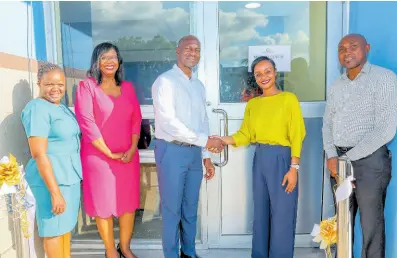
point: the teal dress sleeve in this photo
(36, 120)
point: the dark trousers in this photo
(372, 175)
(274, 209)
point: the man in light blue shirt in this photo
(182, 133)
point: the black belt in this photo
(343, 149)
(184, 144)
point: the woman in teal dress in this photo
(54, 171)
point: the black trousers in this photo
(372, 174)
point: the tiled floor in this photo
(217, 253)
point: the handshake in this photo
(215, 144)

┄┄┄┄┄┄

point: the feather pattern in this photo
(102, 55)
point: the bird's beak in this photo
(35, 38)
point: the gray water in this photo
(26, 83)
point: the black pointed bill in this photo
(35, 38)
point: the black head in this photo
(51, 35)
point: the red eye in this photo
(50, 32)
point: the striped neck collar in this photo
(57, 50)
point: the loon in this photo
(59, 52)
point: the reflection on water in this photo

┄┄┄┄┄┄

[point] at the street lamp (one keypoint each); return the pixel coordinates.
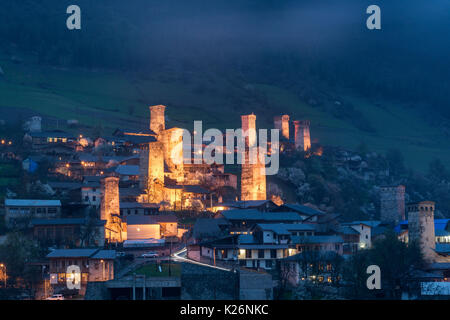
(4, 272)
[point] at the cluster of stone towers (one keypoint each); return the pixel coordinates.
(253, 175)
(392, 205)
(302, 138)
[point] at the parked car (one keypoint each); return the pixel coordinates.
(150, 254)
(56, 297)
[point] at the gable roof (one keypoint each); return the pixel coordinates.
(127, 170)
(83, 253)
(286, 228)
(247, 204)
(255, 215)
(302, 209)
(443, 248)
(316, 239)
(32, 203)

┄┄┄┄┄┄

→ Set exercise:
Render the records from the line with "point: the loon in this photo" to the line with "point: the reflection on water in this photo", both included, as a JSON list of strings with one string per line and no blank lines.

→ Answer to this exercise:
[
  "point: the loon in this photo",
  "(59, 52)",
  "point: the reflection on water in this photo"
]